:: The task ::
Reproduce each of the entries below word for word, omitting the pictures.

:: Task inputs ::
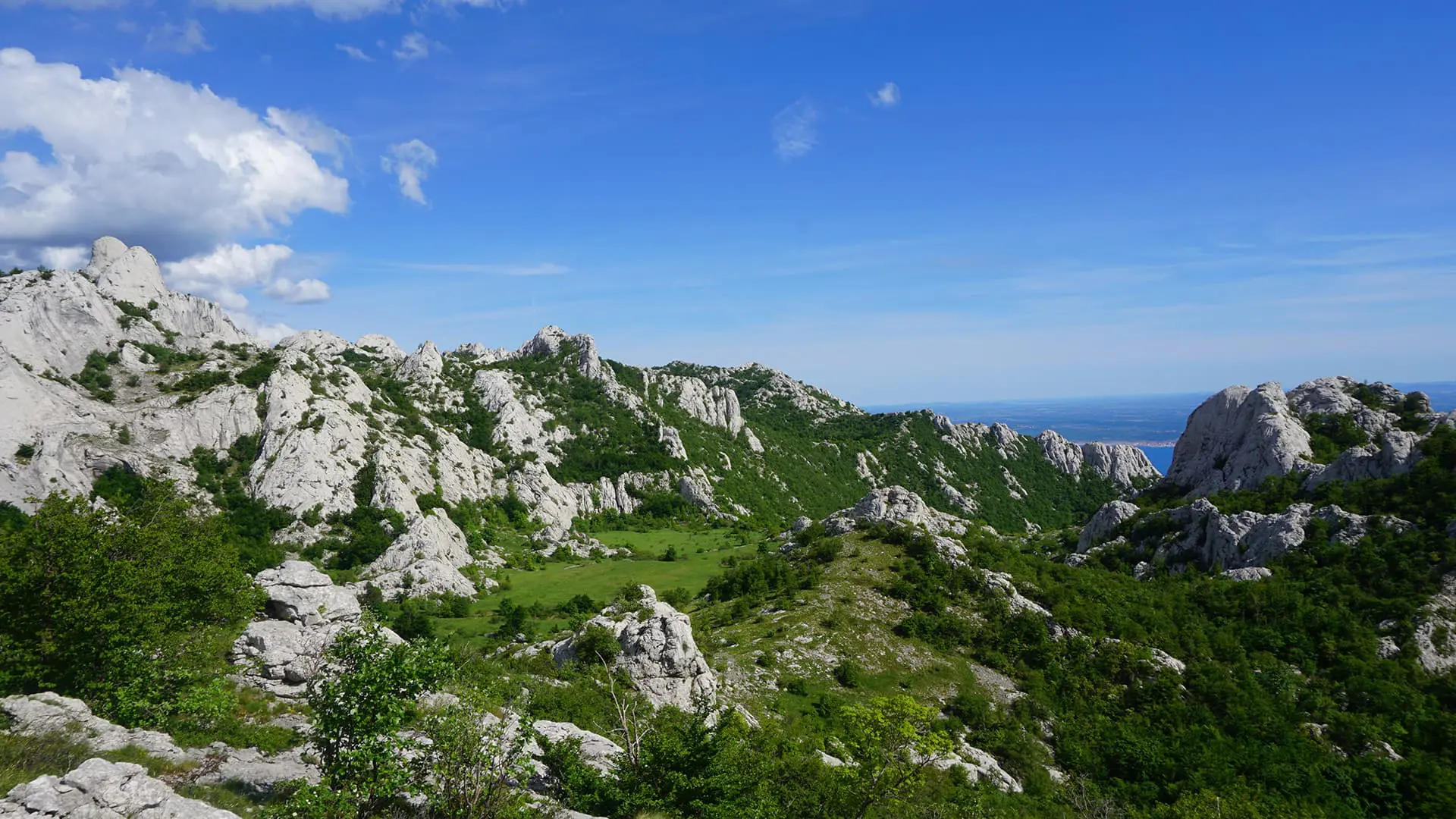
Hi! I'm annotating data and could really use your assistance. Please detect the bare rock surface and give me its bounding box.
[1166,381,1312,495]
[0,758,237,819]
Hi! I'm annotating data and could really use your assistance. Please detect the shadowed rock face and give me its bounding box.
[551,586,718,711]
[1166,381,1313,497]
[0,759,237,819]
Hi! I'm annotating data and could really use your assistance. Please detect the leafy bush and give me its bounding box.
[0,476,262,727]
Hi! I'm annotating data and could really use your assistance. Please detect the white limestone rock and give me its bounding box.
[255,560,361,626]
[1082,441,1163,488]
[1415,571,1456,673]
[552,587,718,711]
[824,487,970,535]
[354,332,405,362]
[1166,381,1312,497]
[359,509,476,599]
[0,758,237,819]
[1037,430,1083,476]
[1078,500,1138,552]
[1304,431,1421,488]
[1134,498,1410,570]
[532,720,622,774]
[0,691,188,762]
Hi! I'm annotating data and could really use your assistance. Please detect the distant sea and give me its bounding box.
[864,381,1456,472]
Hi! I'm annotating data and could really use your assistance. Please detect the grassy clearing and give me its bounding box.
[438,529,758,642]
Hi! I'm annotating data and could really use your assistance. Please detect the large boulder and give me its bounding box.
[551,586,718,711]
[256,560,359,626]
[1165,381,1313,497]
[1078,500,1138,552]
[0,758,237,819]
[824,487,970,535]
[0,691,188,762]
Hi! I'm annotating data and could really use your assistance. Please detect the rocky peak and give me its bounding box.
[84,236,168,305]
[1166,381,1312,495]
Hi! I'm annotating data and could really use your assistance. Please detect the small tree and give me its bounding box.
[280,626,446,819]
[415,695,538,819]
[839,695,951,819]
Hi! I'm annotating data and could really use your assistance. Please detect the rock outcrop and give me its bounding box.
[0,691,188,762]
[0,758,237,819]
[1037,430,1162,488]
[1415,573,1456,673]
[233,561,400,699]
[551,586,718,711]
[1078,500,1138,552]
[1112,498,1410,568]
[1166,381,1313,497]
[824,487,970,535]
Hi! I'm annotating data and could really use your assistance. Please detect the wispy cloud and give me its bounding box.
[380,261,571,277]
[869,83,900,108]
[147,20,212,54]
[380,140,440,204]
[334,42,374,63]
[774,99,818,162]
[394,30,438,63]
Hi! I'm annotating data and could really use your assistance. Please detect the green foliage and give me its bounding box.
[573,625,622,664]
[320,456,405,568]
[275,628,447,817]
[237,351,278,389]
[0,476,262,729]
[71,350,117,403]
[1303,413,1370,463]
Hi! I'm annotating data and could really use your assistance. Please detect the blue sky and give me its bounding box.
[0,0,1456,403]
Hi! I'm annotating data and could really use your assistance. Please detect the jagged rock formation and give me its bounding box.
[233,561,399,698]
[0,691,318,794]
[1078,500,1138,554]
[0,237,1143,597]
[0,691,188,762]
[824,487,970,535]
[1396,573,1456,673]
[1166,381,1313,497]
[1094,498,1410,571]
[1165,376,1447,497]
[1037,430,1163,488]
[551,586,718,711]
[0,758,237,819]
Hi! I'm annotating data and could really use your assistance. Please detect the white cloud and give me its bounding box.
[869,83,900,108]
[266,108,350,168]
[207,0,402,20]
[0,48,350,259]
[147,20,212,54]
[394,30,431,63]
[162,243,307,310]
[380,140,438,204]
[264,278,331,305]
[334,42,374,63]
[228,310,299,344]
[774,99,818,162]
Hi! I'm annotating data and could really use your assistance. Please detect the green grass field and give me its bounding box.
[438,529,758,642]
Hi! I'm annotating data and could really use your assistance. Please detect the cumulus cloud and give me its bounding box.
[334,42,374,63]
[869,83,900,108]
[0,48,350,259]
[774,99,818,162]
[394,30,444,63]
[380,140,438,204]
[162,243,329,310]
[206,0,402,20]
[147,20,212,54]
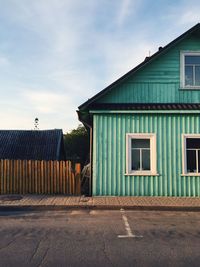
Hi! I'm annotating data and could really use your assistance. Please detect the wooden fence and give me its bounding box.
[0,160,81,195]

:: Answer to this exercise ::
Hi! I'm annotating data and could really use your assistance. Please detect the bare rock surface and give me its bounding box.
[1166,381,1312,495]
[0,758,237,819]
Hi! I'm annotating data and could really use your assistance. Please detect the shadowed rock face and give me its bounding box.
[551,586,718,711]
[1166,381,1313,497]
[0,759,237,819]
Hi! I'm annotating data and could really use your assistance. Please detect the leafy bush and give me its bounding box.
[0,476,262,727]
Hi! I'm annotating data and could really use your assistance. Please detect the white limestone rock and give me its bounding box.
[255,560,361,626]
[1082,441,1163,488]
[1415,571,1456,673]
[552,587,718,711]
[824,487,970,535]
[354,332,405,362]
[1166,381,1312,497]
[359,509,476,599]
[0,758,237,819]
[1037,430,1083,476]
[1078,500,1138,552]
[1304,431,1421,488]
[1134,498,1410,570]
[532,720,622,774]
[0,691,188,762]
Hi! I'm annotating data and could really use your assistance. Please detect the distant sea and give me its bounding box.
[864,381,1456,472]
Hi! I'm annotating data and could really use your assistance. Please detect the grassy clearing and give me its bounding box.
[438,529,758,642]
Hi! I'm annotating data and could really use your assistance. Please detect the large boulder and give me its bounding box.
[551,586,718,711]
[256,560,359,626]
[1165,381,1313,497]
[1078,500,1138,552]
[0,758,237,819]
[824,487,970,535]
[0,691,188,762]
Hi! I'm annotating data and could really use your assistance. Please detect the rocky peak and give me its bounding box.
[84,236,168,305]
[1166,381,1312,495]
Hi! I'm annotating data and could really use your assistance. Please detect the small tree and give me its bounding box.
[280,626,446,819]
[415,695,538,819]
[839,695,951,819]
Hi! I'm annotating data and could really use your assistance. Please detect the rock outcrop and give me its bounding box.
[0,691,188,762]
[0,758,237,819]
[1037,430,1162,488]
[1415,573,1456,673]
[233,561,400,699]
[551,586,718,711]
[1078,500,1138,552]
[1112,498,1410,568]
[1166,381,1313,497]
[824,487,970,535]
Hi! I'm annotating data and could really use your assistance. Please detect the wispy cloud and give me its bounding box.
[380,261,571,277]
[869,83,900,108]
[147,20,212,54]
[380,140,440,204]
[334,42,374,63]
[774,99,818,162]
[394,30,438,63]
Hi! I'm annotating data and could really use your assistance. Please detect the green foliage and give me its bounding box.
[573,625,622,664]
[320,456,405,568]
[275,628,447,817]
[237,351,278,389]
[0,476,262,729]
[71,350,117,403]
[1303,413,1370,463]
Hi! I'm annotating data and could really use your assistance. Please detect the blue sky and give me its bounding box.
[0,0,1456,403]
Hi! I'm annotating data and could really use your assistance. Please detect the jagged rock formation and give me its bounding box.
[233,561,399,698]
[0,691,318,794]
[1078,500,1138,554]
[0,237,1143,597]
[0,691,188,762]
[824,487,970,535]
[1396,573,1456,673]
[1166,381,1313,497]
[1094,498,1410,571]
[1165,376,1447,497]
[1037,430,1163,488]
[551,586,718,711]
[0,758,237,819]
Hi! I'm annotating data and could really use your assistance. Please detect the white cloud and give me its bounding box.
[869,83,900,108]
[266,108,350,168]
[207,0,402,20]
[0,48,350,259]
[147,20,212,54]
[394,30,431,63]
[162,243,307,310]
[380,140,438,204]
[264,278,331,305]
[334,42,374,63]
[228,310,299,344]
[774,99,818,162]
Hi! I'm annotating data and could really use your assistance. Please detect the green grass field and give me its bounding box.
[438,529,758,642]
Hi! I'm annotating data and could really use your assistance. Please detect the cumulus cloud and give me its bounding box.
[334,42,374,63]
[869,83,900,108]
[0,48,350,259]
[774,99,818,162]
[394,30,444,63]
[380,140,438,204]
[162,243,329,310]
[206,0,402,20]
[147,20,212,54]
Hi! I'm annotating data and could really use your assistance. Please detect the wooden fence and give me its bounding box.
[0,160,81,195]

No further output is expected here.